## [Instruksi Tugas]
Lanjutkan artikel di bawah tentang penulisan hadits sejak zaman Nabi, mulai tepat setelah kalimat terakhirnya.

## [Artikel]

↓↓↓

Dalam sejarah, pada zaman Nabi telah terjadi penulisan hadits, misalnya berupa surat-surat Nabi tentang ajakan memeluk Islam kepada sejumlah pejabat dan kepala negara yang belum memeluk Islam. Sejumlah sahabat Nabi telah menulis hadits Nabi,misalnya Abdullah bin ‘Amr bin al-’As (w.65 H/685 M), Abdullah bin ‘Abbas (w.68 H/687 M), ‘Ali bin Abi Thalib (w. 40 H/661 M), Sumrah (Samurah) bin Jundab (w. 60 H), Jabir bin Abdullah (w. 78 H/697 M), dan Abdullah bin Abi Aufa’ (w.86 H). Walaupun demikian tidaklah berarti bahwa seluruh hadits telah terhimpun dalam catatan para sahabat tersebut.

↑↑↑

## [Bahan yang Diberikan]
↓↓↓

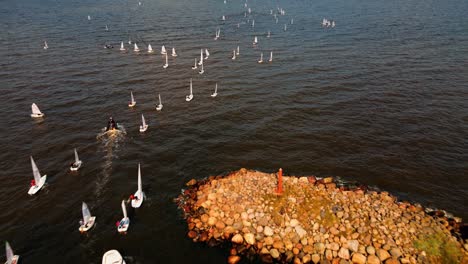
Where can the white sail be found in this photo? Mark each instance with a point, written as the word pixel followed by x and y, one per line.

↑↑↑

## [Hasil]
Menurut Syuhudi Ismail(2), penulisan hadits bersifat dan untuk kepentingan pribadi. Dengan demikian, hadits-hadits yang ada pada para sahabat, yang kemudian diterima oleh para tabi’in memungkinkan ditemukan adanya redaksi yang berbada-beda. Sebab, ada yang meriwayatkannya sesuai atau sama benar dengan lafazh yang diterima dari Nabi (yang disebut dengan periwayatan bi al-lafzhi), dan ada yang hanya sesuai makna atau maksudnya saja (yang disebut dengan periwayatan bi al-ma’na), sedang redaksinya tidak sama. Lebih lanjut H.Said Agil Husain al-Munawar, mengatakan bahwa di antara para sahabat yang sangat ketat berpegang kepada periwayatan bi al-lafzhi, ialah Abdullah bin Umar. Menurutnya, tidak boleh ada satu kata atau huruf yang dikurangi atau ditambah dari yang disabdakan Rasul SAW.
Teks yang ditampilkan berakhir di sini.